── Records supplied
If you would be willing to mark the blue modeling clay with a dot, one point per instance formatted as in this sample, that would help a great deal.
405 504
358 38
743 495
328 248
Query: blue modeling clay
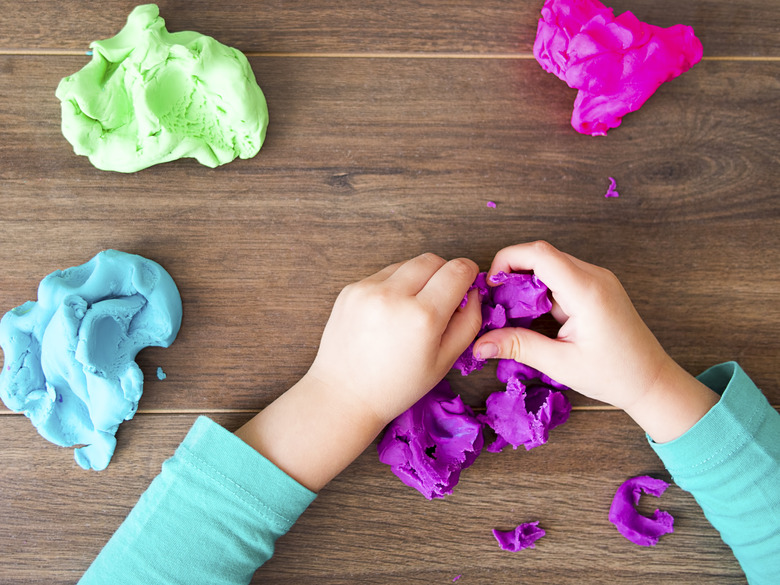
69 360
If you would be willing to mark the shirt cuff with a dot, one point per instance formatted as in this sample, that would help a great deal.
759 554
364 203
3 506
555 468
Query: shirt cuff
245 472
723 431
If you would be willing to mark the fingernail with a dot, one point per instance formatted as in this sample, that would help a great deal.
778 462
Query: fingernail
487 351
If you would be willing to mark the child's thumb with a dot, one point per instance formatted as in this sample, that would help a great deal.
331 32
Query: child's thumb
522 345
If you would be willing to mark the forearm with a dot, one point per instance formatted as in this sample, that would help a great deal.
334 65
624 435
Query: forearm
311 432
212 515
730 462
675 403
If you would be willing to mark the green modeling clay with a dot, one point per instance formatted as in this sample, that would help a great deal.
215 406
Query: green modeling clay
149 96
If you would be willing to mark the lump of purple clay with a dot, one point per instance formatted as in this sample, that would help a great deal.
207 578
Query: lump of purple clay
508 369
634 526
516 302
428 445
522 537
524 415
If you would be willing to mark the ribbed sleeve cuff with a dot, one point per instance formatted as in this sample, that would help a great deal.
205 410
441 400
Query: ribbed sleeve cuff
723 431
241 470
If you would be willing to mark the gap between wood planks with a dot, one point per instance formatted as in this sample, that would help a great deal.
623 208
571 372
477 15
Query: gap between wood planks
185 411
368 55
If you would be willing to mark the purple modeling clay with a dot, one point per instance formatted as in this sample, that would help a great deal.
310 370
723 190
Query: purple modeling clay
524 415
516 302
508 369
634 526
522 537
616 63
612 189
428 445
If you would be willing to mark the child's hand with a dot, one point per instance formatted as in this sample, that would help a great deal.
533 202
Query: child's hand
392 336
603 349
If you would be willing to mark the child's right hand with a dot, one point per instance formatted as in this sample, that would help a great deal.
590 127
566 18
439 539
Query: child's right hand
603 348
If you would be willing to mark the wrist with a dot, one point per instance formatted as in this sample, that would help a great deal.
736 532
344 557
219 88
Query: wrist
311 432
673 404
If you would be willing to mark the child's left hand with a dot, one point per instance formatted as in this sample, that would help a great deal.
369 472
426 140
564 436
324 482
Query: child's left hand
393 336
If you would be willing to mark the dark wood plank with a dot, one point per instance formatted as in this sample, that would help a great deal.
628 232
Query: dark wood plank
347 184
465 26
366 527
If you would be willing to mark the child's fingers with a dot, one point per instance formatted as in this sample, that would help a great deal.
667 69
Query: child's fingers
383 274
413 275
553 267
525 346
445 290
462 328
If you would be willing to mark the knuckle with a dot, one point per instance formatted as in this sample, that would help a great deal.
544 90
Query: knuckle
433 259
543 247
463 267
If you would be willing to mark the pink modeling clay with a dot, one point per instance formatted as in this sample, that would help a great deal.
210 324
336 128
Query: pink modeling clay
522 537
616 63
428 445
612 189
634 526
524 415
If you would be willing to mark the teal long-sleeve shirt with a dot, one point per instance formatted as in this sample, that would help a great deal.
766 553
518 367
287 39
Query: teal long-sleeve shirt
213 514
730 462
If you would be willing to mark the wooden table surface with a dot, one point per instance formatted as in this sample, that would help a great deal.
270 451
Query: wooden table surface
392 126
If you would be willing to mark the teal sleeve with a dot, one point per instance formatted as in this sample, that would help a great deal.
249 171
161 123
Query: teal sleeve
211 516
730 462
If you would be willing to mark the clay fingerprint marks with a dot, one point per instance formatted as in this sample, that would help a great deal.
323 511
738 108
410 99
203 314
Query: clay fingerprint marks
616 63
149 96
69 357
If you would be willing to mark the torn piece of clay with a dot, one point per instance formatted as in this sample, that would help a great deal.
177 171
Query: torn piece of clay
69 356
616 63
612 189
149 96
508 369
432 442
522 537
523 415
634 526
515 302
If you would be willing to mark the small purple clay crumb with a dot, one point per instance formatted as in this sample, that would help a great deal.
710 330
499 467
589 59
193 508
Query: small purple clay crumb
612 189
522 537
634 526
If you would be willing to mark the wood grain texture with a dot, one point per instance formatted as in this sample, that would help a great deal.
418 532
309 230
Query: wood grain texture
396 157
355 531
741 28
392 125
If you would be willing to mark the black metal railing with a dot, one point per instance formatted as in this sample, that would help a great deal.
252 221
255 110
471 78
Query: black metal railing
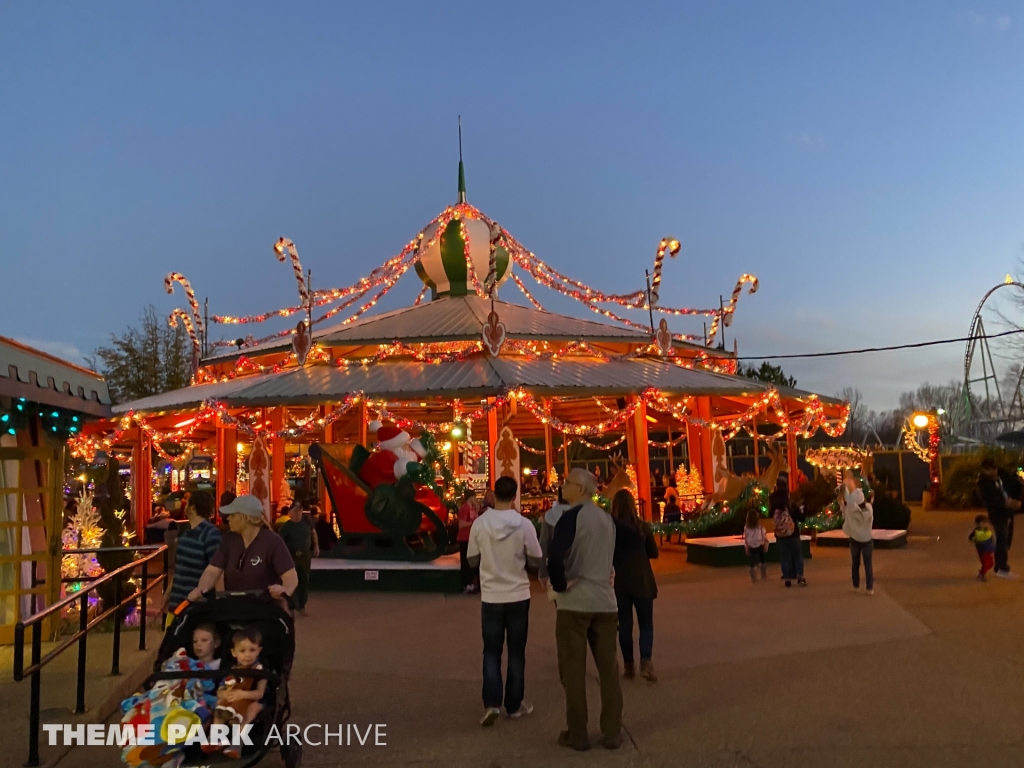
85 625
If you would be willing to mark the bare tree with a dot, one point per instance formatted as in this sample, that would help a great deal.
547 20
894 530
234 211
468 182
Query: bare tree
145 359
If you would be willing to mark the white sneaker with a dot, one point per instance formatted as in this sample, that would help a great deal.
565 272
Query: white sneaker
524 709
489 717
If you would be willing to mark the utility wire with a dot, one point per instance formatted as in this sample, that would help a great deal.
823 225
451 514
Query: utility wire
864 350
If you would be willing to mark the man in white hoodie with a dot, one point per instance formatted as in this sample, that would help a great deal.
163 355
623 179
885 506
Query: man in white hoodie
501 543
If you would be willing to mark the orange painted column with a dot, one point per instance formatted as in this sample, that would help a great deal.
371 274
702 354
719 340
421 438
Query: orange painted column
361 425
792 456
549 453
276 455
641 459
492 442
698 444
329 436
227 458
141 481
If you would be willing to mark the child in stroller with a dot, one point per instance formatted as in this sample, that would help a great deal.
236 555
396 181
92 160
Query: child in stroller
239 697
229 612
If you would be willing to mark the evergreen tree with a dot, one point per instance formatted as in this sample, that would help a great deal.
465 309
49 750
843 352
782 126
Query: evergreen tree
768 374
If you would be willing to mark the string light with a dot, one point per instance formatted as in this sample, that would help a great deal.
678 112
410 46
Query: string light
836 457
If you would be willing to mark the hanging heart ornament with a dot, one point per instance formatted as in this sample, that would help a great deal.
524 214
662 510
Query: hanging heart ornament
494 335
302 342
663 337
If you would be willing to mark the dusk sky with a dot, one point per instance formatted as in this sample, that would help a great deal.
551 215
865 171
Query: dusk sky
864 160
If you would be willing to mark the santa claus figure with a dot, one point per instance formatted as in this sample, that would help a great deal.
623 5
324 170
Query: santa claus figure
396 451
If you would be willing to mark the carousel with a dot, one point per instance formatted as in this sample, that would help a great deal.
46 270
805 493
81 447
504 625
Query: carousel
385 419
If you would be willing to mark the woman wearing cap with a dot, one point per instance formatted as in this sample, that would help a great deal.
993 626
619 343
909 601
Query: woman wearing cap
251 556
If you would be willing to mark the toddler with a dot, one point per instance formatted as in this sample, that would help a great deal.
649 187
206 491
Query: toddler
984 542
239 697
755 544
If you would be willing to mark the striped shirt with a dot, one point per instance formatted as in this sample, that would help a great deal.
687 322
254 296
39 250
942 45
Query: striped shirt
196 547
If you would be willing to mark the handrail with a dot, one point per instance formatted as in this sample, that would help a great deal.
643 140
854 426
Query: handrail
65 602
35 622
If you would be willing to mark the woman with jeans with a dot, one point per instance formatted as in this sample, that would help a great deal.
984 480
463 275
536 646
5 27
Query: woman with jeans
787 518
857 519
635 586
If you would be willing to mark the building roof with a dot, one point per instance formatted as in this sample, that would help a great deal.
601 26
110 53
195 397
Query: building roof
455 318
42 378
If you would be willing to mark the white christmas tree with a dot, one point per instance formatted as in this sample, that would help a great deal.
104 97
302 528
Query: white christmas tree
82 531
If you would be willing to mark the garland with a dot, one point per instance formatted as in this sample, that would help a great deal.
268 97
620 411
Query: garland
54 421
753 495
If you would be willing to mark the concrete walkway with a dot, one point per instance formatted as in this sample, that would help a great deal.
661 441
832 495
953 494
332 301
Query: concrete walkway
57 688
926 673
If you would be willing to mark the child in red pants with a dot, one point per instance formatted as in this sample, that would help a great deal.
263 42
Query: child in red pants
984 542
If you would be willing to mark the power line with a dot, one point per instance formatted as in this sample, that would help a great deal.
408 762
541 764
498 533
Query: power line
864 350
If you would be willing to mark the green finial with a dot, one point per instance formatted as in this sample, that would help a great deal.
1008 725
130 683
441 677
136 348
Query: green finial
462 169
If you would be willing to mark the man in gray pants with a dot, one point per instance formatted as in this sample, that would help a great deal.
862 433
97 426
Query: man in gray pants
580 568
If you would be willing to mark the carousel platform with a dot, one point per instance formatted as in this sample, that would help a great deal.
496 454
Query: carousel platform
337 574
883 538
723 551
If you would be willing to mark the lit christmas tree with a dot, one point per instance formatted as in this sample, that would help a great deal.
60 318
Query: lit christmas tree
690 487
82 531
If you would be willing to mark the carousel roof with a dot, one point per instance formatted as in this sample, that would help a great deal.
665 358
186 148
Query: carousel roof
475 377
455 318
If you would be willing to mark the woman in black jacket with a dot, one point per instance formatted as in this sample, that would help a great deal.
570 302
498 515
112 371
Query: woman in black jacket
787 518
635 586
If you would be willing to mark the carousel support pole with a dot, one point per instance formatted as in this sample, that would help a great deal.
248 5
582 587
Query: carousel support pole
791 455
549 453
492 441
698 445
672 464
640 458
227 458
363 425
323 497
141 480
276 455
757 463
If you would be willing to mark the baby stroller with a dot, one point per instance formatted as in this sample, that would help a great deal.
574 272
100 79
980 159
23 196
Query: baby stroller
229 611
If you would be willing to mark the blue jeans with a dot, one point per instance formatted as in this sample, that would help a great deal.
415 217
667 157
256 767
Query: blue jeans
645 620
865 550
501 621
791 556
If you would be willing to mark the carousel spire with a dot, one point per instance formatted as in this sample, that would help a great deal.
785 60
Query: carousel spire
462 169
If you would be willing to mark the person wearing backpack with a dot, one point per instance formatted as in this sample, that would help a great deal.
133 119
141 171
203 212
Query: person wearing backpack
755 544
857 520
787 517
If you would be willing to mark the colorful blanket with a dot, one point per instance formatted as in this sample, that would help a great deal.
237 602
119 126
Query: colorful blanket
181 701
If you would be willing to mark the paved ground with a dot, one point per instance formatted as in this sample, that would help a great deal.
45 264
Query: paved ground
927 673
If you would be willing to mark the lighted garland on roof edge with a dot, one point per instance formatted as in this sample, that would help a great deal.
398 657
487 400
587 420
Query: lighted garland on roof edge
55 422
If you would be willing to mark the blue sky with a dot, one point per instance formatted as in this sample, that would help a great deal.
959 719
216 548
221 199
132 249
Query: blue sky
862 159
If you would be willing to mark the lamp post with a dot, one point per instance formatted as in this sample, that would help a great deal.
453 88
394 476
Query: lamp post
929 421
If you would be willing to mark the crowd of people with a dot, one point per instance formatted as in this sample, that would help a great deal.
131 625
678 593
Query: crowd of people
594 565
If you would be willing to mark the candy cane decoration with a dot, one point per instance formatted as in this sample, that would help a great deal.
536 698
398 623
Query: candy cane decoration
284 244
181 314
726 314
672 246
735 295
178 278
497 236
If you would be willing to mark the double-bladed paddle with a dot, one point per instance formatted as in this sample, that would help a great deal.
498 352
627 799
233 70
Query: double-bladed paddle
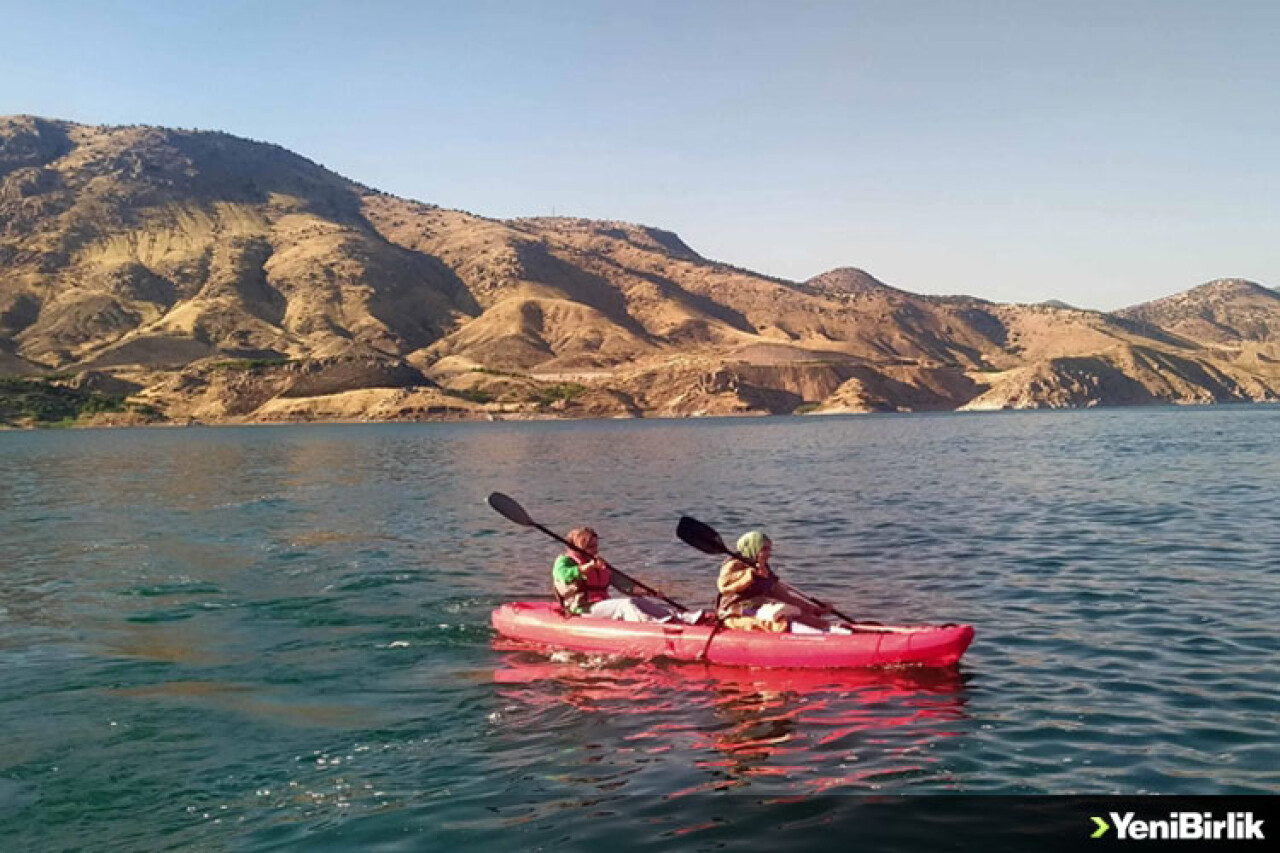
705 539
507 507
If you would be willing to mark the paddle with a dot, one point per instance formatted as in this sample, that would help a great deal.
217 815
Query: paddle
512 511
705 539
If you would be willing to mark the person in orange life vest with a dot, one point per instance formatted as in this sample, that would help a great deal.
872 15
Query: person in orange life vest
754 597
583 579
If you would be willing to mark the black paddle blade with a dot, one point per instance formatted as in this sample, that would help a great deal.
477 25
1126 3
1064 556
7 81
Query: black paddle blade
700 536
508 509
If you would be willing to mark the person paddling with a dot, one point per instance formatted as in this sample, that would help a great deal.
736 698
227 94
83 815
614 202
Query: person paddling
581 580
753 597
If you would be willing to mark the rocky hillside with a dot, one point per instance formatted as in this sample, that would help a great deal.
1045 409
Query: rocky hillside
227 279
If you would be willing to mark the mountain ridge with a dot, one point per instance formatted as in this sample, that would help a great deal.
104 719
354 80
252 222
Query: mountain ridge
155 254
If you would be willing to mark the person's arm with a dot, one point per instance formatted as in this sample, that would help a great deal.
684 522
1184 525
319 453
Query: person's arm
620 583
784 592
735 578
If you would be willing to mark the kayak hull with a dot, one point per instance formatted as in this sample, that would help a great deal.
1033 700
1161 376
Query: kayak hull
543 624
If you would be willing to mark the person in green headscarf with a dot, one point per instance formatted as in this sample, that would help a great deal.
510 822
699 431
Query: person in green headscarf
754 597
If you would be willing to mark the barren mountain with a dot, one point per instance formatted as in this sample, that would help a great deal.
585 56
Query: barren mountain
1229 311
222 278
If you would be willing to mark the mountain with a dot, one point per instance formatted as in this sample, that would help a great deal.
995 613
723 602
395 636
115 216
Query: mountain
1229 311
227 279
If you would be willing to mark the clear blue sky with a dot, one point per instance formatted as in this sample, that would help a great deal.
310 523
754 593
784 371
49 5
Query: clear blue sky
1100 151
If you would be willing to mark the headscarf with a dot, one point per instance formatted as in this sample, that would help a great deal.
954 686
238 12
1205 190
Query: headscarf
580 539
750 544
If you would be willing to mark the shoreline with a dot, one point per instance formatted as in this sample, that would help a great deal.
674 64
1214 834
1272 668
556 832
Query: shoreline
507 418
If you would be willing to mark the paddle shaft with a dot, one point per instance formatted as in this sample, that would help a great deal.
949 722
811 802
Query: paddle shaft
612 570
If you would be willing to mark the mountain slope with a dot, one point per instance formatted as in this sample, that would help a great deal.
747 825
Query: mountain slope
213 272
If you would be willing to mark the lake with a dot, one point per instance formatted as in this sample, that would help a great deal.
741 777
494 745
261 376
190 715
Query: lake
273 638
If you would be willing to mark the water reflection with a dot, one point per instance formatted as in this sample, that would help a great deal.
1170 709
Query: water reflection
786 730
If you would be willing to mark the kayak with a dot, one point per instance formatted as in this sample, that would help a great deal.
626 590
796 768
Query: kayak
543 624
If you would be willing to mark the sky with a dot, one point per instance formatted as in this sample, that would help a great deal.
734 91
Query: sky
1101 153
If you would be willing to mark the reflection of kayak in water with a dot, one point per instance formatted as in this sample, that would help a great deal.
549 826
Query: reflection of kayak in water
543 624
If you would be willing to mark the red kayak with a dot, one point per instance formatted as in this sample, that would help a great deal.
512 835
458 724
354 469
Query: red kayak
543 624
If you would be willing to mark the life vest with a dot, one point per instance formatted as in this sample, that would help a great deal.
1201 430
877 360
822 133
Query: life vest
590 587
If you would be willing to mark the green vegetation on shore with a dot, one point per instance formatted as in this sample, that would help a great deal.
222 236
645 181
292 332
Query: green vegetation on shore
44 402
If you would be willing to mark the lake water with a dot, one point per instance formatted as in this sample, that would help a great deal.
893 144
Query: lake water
────
* **Task details**: Reproduce the items from the line containing "If you would be willing to mark the sky" through the end of the items, both ends included, keeping every line unchanged.

* **Answer to this problem**:
If you would be willing to mark the sky with a dot, one point per instance formatted as in this sample, that would help a great deal.
734 91
Query: sky
1101 153
If you would be willing to mark the reflection of kayak in water with a dot, one point per instance formatted as in this sample, that would help a great deal.
549 826
Query: reflection of kayak in water
543 624
If you would be willing to mark the red kayak with a dot, one point per instance formatted as in this sample, that would help a great deal.
512 835
458 724
354 469
Query: red kayak
543 624
If you would be willing to mark the life vest with a dot, one point per instance formatted as in this sample, that would help a great deal.
1201 430
877 360
822 133
Query: life vest
590 587
If you would be willing to mark the green vegetation on shore with a dot, one point per instance formatted as in this sample, that would help a great deal.
222 236
645 181
292 332
Query: green vegetation on shore
44 402
If you would be willing to mark the lake water with a dot, one point per instance formatted as in this sample, that would help a great deal.
893 144
Query: lake water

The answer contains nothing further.